[[ Data in this exercise, beginning ]]
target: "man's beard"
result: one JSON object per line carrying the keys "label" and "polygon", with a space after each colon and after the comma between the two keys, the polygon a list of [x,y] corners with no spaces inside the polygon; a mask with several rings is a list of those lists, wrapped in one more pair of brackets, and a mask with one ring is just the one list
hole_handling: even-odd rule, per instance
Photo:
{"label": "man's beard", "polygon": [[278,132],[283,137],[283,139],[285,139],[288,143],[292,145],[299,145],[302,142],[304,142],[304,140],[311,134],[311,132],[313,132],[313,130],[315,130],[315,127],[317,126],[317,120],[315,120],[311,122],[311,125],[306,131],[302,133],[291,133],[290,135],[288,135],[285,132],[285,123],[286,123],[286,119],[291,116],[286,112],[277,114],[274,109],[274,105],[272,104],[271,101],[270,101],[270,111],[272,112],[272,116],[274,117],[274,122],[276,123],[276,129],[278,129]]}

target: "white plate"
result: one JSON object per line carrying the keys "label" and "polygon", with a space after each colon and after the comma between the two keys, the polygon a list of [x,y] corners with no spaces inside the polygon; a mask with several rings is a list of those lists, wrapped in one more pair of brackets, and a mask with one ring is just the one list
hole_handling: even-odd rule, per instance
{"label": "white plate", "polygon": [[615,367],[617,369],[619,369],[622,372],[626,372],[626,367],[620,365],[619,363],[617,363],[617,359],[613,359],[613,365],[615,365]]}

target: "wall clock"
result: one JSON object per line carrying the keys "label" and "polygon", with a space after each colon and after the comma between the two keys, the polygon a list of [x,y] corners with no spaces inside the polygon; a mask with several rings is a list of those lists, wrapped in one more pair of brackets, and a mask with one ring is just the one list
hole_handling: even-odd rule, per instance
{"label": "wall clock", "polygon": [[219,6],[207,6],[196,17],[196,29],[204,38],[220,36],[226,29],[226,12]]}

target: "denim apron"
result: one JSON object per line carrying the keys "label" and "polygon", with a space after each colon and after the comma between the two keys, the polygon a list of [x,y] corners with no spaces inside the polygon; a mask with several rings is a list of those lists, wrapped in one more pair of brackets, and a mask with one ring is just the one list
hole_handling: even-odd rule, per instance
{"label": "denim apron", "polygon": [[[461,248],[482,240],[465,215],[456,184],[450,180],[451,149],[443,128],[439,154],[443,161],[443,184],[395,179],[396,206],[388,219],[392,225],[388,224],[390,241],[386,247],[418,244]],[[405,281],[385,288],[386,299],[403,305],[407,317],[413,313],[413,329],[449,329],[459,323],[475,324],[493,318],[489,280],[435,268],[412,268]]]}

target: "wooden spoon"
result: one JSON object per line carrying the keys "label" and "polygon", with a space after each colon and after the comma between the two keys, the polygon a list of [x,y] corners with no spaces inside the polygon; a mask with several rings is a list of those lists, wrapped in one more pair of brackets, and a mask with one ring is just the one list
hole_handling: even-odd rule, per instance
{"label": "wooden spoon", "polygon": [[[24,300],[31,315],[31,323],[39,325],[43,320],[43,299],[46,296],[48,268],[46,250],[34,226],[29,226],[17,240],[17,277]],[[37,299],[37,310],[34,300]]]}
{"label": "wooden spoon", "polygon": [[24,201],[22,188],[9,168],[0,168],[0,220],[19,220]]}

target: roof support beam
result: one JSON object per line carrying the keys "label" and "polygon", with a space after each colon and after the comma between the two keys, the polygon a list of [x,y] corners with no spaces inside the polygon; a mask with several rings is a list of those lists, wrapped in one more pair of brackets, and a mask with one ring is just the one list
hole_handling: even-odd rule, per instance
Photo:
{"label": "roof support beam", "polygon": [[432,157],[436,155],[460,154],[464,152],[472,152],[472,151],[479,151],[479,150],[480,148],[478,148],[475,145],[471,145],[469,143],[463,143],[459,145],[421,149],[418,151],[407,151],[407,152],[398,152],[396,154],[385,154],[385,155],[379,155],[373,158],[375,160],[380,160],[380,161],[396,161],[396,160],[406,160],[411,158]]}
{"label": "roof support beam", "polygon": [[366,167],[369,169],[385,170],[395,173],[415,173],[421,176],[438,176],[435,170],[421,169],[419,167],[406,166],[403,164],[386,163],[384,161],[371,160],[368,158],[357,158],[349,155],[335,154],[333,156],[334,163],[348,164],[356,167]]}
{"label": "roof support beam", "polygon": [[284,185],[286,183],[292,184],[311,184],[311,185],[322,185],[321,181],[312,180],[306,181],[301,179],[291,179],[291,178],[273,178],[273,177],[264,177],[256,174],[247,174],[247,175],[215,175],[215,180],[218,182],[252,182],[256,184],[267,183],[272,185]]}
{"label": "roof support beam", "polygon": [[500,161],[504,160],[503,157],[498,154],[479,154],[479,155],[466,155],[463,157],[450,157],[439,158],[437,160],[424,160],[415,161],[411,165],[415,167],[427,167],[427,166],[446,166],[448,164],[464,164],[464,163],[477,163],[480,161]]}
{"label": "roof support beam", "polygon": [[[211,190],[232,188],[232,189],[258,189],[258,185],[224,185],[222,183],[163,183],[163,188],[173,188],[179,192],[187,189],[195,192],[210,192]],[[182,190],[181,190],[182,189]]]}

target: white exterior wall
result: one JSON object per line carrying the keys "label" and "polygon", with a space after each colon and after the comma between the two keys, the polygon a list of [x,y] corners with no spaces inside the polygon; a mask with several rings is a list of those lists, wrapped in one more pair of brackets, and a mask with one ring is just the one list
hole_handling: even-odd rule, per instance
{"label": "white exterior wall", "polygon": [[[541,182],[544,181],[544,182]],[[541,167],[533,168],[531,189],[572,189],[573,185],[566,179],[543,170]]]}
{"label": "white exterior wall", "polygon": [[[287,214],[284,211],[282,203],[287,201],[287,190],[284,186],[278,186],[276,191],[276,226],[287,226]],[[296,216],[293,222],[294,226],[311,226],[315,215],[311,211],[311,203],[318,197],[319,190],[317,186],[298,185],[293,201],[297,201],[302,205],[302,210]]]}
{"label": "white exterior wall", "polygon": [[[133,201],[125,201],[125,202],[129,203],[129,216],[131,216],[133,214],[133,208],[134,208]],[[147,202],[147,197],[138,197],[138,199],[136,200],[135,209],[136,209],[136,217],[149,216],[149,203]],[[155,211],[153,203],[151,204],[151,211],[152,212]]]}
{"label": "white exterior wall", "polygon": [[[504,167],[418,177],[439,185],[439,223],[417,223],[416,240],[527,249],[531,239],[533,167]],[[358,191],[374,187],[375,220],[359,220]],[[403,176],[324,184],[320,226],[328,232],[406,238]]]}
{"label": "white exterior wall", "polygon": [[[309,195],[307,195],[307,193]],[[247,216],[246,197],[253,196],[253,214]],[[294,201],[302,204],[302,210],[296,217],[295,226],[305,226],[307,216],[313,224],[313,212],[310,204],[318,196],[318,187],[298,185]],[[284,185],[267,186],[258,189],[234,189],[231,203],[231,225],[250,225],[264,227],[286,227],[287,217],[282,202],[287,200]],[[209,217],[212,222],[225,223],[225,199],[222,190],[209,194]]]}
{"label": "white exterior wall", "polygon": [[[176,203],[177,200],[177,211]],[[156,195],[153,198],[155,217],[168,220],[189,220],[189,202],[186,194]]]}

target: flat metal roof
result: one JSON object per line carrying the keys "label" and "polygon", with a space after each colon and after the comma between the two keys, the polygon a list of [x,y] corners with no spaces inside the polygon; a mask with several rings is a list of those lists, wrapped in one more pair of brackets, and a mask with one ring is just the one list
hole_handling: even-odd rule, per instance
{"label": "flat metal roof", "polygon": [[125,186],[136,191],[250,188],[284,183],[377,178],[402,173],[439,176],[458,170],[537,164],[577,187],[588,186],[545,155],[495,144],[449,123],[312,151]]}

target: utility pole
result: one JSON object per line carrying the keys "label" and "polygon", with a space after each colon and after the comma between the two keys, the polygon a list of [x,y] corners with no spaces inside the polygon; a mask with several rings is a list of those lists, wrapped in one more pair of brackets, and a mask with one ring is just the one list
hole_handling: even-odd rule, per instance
[[ Data in this exercise, end ]]
## Work to be completed
Go through the entries above and report every line in which the word "target" appears.

## Solution to this problem
target: "man's beard"
target: "white plate"
target: "wall clock"
target: "denim apron"
target: "wooden spoon"
target: roof support beam
target: white exterior wall
target: flat metal roof
target: utility pole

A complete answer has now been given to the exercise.